Start of EXTRACTED DATA

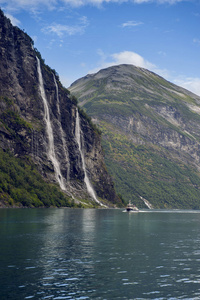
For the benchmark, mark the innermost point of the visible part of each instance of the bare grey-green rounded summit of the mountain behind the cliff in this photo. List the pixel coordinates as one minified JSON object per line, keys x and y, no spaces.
{"x":130,"y":77}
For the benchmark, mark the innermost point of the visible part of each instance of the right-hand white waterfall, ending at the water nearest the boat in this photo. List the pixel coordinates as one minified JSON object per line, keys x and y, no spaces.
{"x":86,"y":179}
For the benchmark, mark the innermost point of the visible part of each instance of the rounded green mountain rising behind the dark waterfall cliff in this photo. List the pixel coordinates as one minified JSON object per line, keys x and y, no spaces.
{"x":150,"y":133}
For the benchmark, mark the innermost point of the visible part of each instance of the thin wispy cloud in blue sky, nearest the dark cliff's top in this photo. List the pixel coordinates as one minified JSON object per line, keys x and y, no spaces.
{"x":61,"y":30}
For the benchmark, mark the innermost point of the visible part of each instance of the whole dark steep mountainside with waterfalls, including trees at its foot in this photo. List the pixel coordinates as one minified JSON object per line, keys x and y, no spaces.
{"x":50,"y":152}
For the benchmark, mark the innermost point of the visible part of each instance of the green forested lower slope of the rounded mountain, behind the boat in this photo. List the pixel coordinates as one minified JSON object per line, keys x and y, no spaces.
{"x":140,"y":170}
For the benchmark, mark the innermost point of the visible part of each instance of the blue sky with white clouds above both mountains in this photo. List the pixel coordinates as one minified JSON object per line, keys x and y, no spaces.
{"x":78,"y":37}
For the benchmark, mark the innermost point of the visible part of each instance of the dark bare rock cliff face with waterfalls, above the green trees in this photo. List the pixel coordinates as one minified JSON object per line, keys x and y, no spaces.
{"x":39,"y":119}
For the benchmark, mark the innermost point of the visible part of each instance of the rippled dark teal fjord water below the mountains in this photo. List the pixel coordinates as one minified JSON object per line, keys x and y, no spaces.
{"x":99,"y":254}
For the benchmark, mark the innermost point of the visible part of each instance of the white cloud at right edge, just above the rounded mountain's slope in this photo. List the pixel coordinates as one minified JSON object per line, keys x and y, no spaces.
{"x":190,"y":83}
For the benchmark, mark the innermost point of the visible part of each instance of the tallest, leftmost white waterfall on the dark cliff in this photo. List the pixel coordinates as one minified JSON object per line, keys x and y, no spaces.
{"x":51,"y":149}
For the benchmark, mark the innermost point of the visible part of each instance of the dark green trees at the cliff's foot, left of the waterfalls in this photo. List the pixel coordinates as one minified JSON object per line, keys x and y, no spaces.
{"x":22,"y":185}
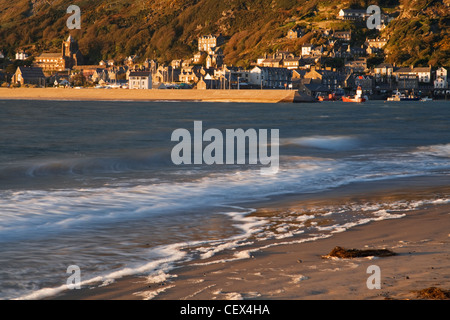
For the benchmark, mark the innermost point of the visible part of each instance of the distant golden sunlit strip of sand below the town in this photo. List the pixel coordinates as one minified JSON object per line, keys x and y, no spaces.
{"x":259,"y":96}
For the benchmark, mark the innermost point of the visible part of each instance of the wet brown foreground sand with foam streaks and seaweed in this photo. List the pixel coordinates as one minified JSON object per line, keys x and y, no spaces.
{"x":291,"y":269}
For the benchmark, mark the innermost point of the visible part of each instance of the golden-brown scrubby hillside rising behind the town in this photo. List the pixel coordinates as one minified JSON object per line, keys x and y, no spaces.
{"x":168,"y":29}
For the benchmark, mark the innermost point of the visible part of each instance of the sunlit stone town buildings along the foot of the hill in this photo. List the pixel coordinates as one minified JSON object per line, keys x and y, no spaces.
{"x":307,"y":71}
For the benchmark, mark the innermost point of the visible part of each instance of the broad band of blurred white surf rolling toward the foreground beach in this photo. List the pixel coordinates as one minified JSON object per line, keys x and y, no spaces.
{"x":28,"y":213}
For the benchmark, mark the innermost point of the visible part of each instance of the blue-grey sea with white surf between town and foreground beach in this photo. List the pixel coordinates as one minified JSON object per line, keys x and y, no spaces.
{"x":92,"y":184}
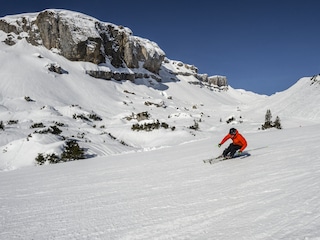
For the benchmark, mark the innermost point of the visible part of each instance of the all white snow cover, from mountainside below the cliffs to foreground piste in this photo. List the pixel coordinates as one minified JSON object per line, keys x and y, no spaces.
{"x":150,"y":184}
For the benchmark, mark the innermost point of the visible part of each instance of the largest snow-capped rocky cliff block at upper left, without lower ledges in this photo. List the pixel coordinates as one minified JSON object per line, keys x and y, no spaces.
{"x":82,"y":38}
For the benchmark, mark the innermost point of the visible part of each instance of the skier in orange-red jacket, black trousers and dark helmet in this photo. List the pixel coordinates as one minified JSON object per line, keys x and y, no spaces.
{"x":238,"y":143}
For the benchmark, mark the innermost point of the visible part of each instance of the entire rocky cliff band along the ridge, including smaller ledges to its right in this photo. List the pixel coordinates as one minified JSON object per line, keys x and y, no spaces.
{"x":79,"y":37}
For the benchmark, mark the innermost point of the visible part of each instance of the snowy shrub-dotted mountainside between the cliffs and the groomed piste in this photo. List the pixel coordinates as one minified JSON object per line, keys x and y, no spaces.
{"x":34,"y":99}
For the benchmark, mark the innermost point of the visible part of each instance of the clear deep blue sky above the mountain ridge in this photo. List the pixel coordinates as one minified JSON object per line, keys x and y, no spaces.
{"x":264,"y":46}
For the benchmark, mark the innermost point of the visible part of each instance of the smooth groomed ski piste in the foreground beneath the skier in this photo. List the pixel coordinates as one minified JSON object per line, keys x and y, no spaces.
{"x":170,"y":194}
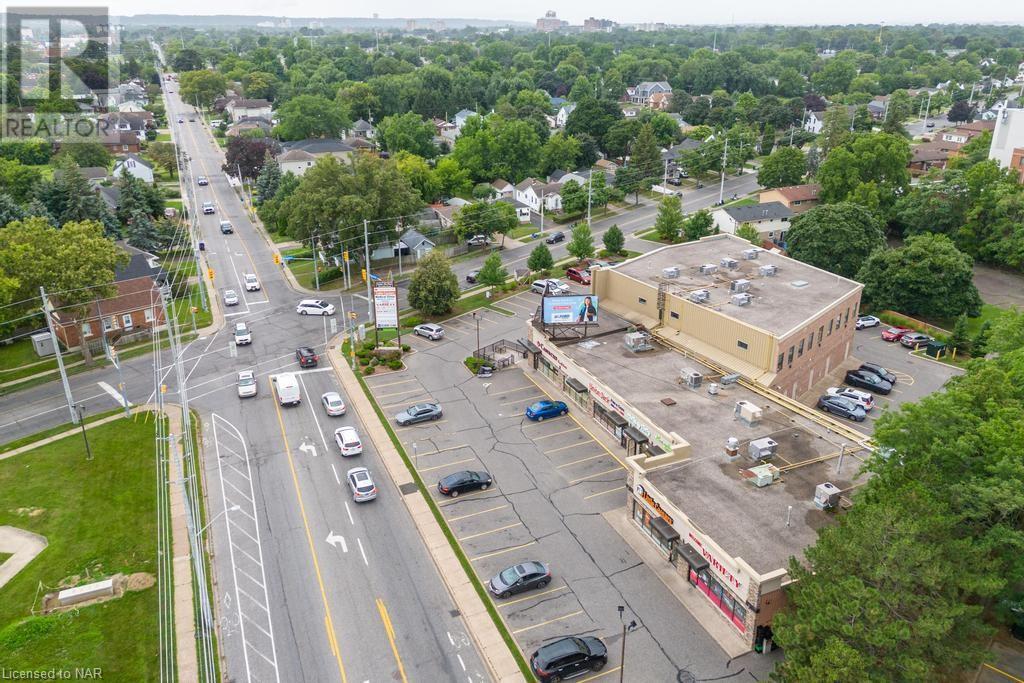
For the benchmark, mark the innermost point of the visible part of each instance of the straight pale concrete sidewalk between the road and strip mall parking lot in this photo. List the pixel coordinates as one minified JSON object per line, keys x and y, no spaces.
{"x":482,"y":628}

End of EXTRACTED DATA

WHAT THE TASK ASKS: Please output all of the entries exactly as they appear, with no pictures.

SOLUTION TO THE EXERCISE:
For the benchmark, mark the innermost point of the visible part of each instance of the bare grey-green rounded summit of the mountain behind the cliff in this photo. List the pixel coordinates as one minified JSON object per line, keys x and y, no spaces.
{"x":130,"y":77}
For the benchmark, mark the innermost point of the visible part of each instance of the right-hand white waterfall, ending at the water nearest the boat in this photo. List the pixel coordinates as one minified JSON object per line, keys x and y, no spaces.
{"x":86,"y":179}
For the benchmark, mark the innermost point of the visible part of each instance of the rounded green mountain rising behind the dark waterfall cliff in this photo. List the pixel coordinates as one minified JSON object per line, keys x and y, no spaces.
{"x":150,"y":133}
For the benchmark, mark the innermost point of the visible part of each instance of the thin wispy cloud in blue sky, nearest the dark cliff's top in this photo. List the pixel coordinates as one minified JSON object per line, keys x and y, no spaces.
{"x":61,"y":30}
For the benchmark, mark the innermost point of the visible part of each instance of the whole dark steep mountainside with waterfalls, including trees at its foot in this photo. List the pixel coordinates as one minified JSON object per line, keys x and y, no spaces.
{"x":50,"y":152}
For the benchmark, mark the innermost point of the visible part of each instance of the green forested lower slope of the rounded mountain, behind the boat in this photo. List the pixel coordinates as one minified JSON object per line, keys x and y, no spaces.
{"x":140,"y":170}
For the benchmark, mark the innermost point of the visible part of each instance of the blue sky with white clouds above both mountains in this photo. List the pixel coordinates as one minified JSON object per line, keys x and y, no spaces.
{"x":78,"y":37}
For the benchmark, mark the innermost point of the visible part of each instance of the dark bare rock cliff face with waterfalls, above the green trees in this photo. List the pixel coordinates as one minified JSON object per line, keys x and y, no spaces.
{"x":39,"y":119}
For the benchmark, mark the innermost point of the visible part of each instance of the rippled dark teal fjord water below the mountains in this photo. List the pixel coordinates as one minified JSON object per line, keys x and y, no spaces.
{"x":99,"y":254}
For the benchmark, mark the innermost point of the visible part of each instance of the white cloud at right edge, just above the rounded mountain's slope in this photo. List the pixel coordinates as one minified JSON object per line, keys x and y, no spaces.
{"x":190,"y":83}
For the benchmark, mark the innermost point of the visible part of each instance of the tallest, leftmost white waterfall on the dark cliff in this photo. List the pixel coordinates as one minified JSON object per line, keys x and y, no spaces.
{"x":51,"y":149}
For the benchmark, mark the innermost point of the visible part of each instance of the dark green trees at the cliff's foot, left of the waterfalls in this photo. List the pixel coordinates as one minified JSON object per line, keys x and y, no spaces.
{"x":22,"y":185}
For the benchmark, mark the innermost point of the visible part of each instance of the distant golden sunlit strip of sand below the town in this photo. List the pixel coordinates as one minified JSON object per line, keys x and y, no spaces.
{"x":259,"y":96}
For the benchmark, mark the innermost point of the visible part of each instance of the wet brown foreground sand with foam streaks and seaweed in this photo. List the pixel coordinates as one minified JSON object per line, keys x and y, no spaces.
{"x":291,"y":269}
For the benchmark, mark the innermost point of the visible part of each instance of the golden-brown scrubby hillside rising behind the town in this photo. List the pixel coordinates as one minified JSON object per line, keys x and y, no spaces.
{"x":168,"y":29}
For the benchmark, mark the innermost point of the visible part of each instance of the sunlit stone town buildings along the foot of the hill in this photo. List the pixel coordinates as one minified JSON object per line, keys x and y, no spaces.
{"x":307,"y":71}
For the benchmark, mark the innermost point of the visible part of each instance of the broad band of blurred white surf rolling toward the foreground beach in this photo. List the pixel coordinates as one minified JSON object per line, keys x and y, no spaces.
{"x":28,"y":213}
For the benchmark, mark the innermost point of the visible part of each instance of the blue-grey sea with white surf between town and foreground beach in this photo. List the pixel coordinates as one minified JSON object per line, keys x and y, no spaces.
{"x":92,"y":184}
For the benchmark, mark the innermost point of the visible part of each instance of the all white snow cover, from mountainside below the cliffs to foreground piste in this photo. List the pixel coordinates as one minified JSON object per line, keys x and y, no spaces.
{"x":150,"y":184}
For the benchmark, mark the innermost point of the visible part of each instance of the largest snow-capped rocky cliff block at upper left, without lower ledges in this photo. List the pixel coordinates as one minified JSON object per line, keys x and y, no spaces.
{"x":82,"y":38}
For the benchmark, mark the innermost point of the visible part of each instance of the skier in orange-red jacket, black trousers and dark helmet in this photo. List the pixel coordinates as one minified JSON object per line, keys x and y, no spaces.
{"x":238,"y":143}
For the benchmark, mark the innermost point of the visible part of each instance of the entire rocky cliff band along the ridge, including smaller ledges to its right in this photo. List the pixel coordinates as one minified JSON object per line, keys x and y, no spaces.
{"x":79,"y":37}
For the benchmark, mark the innermost point of the visible part of each instance of the snowy shrub-dotted mountainside between the cliffs and the groomed piste in this photo. List the pixel coordinates as one minified JSON object per line, keys x and y, no spaces.
{"x":34,"y":99}
For the benchmark, mark the innermost point of the visible part of each instance of the clear deep blue sky above the mountain ridge in this photo. List the pixel coordinates as one minified JSON object per line, keys x and y, no spaces.
{"x":264,"y":46}
For the benchmark, mark the innermost point of the visible part of each instance of the smooth groomed ski piste in the foreground beneath the skier in this photo. List the pixel coordinates as one minified JSON object per line, keys x and y, no spaces.
{"x":170,"y":194}
For the benchmark, mark the innermost point of the visible part of each instance of the straight pale concrete sidewalk between the road and strip mall parking lot in this photo. List the pixel coordinates as one minified JSON object per line, keys x and y, no spaces.
{"x":482,"y":628}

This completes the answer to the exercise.